From Zoom 7.3 onwards, the framework for setting up Hierarchical Archive is installed with Zoom. It is ready to use after the license is enabled, it is configured in Zoom, and a Hub Server is set up to manage Hierarchical Archive jobs. After setting up the Hierarchical Archive, once an archive/restore job is triggered in Zoom, it runs independently of Zoom processes as it is managed by the Hub Server.

Once you evaluate and conclude that you need Hierarchical Archive with your Zoom setup, you need to begin by ensuring that these prerequisites are met:

  1. Ensure you have received an Archive and Hierarchical Archive license from Evolphin Sales.
  2. Designate a server machine inside your network as the Hub. This could also be on the existing Zoom Server or Preview Server machine. This machine also needs Java 8 or higher.
  3. Plan on having an exclusive Zoom user account for the Hub. One Zoom user account per Hub will be needed.
  4. Choose a machine to install SQL Server or use an existing SQL Server for job reporting.

After the prerequisites are met, follow these steps to set up Hierarchical Archive:

Enable Hierarchical Archive in Zoom

While enabling Hierarchical Archive we need to also enable Basic Archive on Zoom, if it is not already done. Follow these steps to enable Hierarchical Archive after setting up basic archive:

  • Open the Web Management Console for your Zoom Server.
    ex. http://localhost:8443 or http://<zoomserver>:8443
  • Log in using your admin credentials.
  • In the Admin Menu sidebar, click Server Control Panel under the System node.
  • Click Hierarchical Archive Settings on the Server Control Panel page.

Hierarchical Archive Settings
  • Click Enable Ingest Time Archive Flow to enable automatically copying of the external assets to tier-2 storage, at the time of ingest. This automatic copying is triggered at the time of asset ingest and is completed in the background silently.
  • Click Show Additional Options for Archive / Restore to view Hierarchical Archive options while choosing archive/restore for proxy assets in the Asset Browser.
· · · ·
### Given problem 1
In the Hierarchical Archive setup text, what version of Java does the Hub machine need?
The listing has nothing to do with the Hierarchical Archive text.

### Stored rows
· · · ·
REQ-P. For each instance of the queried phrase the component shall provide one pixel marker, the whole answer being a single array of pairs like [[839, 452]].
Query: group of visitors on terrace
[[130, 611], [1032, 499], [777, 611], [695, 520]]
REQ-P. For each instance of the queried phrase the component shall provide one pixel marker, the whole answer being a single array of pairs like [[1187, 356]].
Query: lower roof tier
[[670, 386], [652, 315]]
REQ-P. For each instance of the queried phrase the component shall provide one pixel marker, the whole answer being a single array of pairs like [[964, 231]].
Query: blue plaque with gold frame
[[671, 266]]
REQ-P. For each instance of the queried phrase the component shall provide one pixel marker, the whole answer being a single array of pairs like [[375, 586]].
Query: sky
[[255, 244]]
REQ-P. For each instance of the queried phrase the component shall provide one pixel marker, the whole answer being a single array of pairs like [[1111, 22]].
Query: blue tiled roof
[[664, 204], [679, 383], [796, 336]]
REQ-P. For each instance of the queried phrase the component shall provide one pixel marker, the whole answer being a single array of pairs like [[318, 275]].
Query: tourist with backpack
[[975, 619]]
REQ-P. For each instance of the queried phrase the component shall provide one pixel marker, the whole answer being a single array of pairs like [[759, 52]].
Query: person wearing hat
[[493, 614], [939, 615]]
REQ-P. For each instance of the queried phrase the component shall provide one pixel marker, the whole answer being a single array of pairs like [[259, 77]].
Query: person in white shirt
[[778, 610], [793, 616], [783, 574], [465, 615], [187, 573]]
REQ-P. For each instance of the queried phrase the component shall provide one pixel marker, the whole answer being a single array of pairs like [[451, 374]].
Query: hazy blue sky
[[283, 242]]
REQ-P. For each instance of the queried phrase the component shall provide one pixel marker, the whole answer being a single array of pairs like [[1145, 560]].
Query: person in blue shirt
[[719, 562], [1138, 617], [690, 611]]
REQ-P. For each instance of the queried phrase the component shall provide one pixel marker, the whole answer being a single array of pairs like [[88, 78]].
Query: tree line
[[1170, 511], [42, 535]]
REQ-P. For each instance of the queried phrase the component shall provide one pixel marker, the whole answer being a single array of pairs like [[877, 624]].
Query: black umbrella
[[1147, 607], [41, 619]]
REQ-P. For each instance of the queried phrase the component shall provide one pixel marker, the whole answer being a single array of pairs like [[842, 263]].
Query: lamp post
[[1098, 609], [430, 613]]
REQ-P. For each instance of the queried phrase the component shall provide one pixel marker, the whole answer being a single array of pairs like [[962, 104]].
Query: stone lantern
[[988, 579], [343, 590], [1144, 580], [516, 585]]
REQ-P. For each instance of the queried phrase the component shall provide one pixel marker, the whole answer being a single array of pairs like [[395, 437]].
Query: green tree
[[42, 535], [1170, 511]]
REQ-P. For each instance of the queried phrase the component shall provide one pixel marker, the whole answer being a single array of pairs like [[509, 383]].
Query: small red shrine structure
· · · ·
### Given problem 2
Arrange the lines of the listing as a numbered list, starting at the line that contains "like [[509, 383]]." and ending at the last line of the listing, with both ends included and blank lines left out.

### Right answer 1
Java 8 or higher.

### Right answer 2
1. REQ-P. For each instance of the queried phrase the component shall provide one pixel marker, the whole answer being a single array of pairs like [[509, 383]].
2. Query: small red shrine structure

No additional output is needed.